**Task goal**:
Swap "pixel coordinates" for "image coordinates" throughout all the lines below, keeping everything else identical and omitting the pictures.
++++++++
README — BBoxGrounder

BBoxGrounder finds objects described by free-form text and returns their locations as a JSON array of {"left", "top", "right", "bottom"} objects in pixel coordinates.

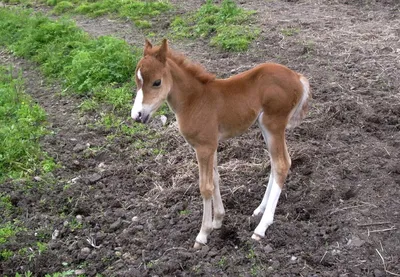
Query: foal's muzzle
[{"left": 135, "top": 112, "right": 150, "bottom": 123}]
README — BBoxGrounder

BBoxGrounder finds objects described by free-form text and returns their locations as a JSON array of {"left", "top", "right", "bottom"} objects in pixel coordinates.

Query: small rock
[
  {"left": 271, "top": 261, "right": 281, "bottom": 269},
  {"left": 72, "top": 143, "right": 86, "bottom": 152},
  {"left": 208, "top": 250, "right": 218, "bottom": 258},
  {"left": 68, "top": 176, "right": 81, "bottom": 184},
  {"left": 160, "top": 115, "right": 167, "bottom": 126},
  {"left": 51, "top": 229, "right": 60, "bottom": 240},
  {"left": 75, "top": 269, "right": 86, "bottom": 275},
  {"left": 110, "top": 218, "right": 122, "bottom": 231},
  {"left": 264, "top": 244, "right": 274, "bottom": 253},
  {"left": 347, "top": 236, "right": 365, "bottom": 247},
  {"left": 374, "top": 268, "right": 386, "bottom": 277},
  {"left": 200, "top": 245, "right": 210, "bottom": 257},
  {"left": 81, "top": 247, "right": 90, "bottom": 257},
  {"left": 76, "top": 214, "right": 83, "bottom": 223},
  {"left": 89, "top": 173, "right": 101, "bottom": 184}
]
++++++++
**Output of the exercise**:
README — BBoxGrounder

BBoxGrounder finds objects described by free-form text and returns their locations as a JSON array of {"left", "top", "right", "bottom"} objects in image coordinates.

Query: foal's muzzle
[{"left": 135, "top": 112, "right": 150, "bottom": 123}]
README — BBoxGrounder

BBoxGrounder finds objects described by free-form text and returns their locations as a JSON array of {"left", "top", "right", "bottom"} objects in image coordinates.

Query: small rock
[
  {"left": 271, "top": 261, "right": 281, "bottom": 269},
  {"left": 72, "top": 143, "right": 86, "bottom": 152},
  {"left": 208, "top": 250, "right": 218, "bottom": 258},
  {"left": 68, "top": 176, "right": 81, "bottom": 184},
  {"left": 160, "top": 115, "right": 167, "bottom": 126},
  {"left": 51, "top": 229, "right": 60, "bottom": 240},
  {"left": 75, "top": 269, "right": 86, "bottom": 275},
  {"left": 110, "top": 218, "right": 122, "bottom": 231},
  {"left": 264, "top": 244, "right": 274, "bottom": 253},
  {"left": 347, "top": 236, "right": 365, "bottom": 247},
  {"left": 374, "top": 268, "right": 386, "bottom": 277},
  {"left": 200, "top": 245, "right": 210, "bottom": 257},
  {"left": 81, "top": 247, "right": 90, "bottom": 257},
  {"left": 76, "top": 214, "right": 83, "bottom": 223},
  {"left": 89, "top": 173, "right": 101, "bottom": 184}
]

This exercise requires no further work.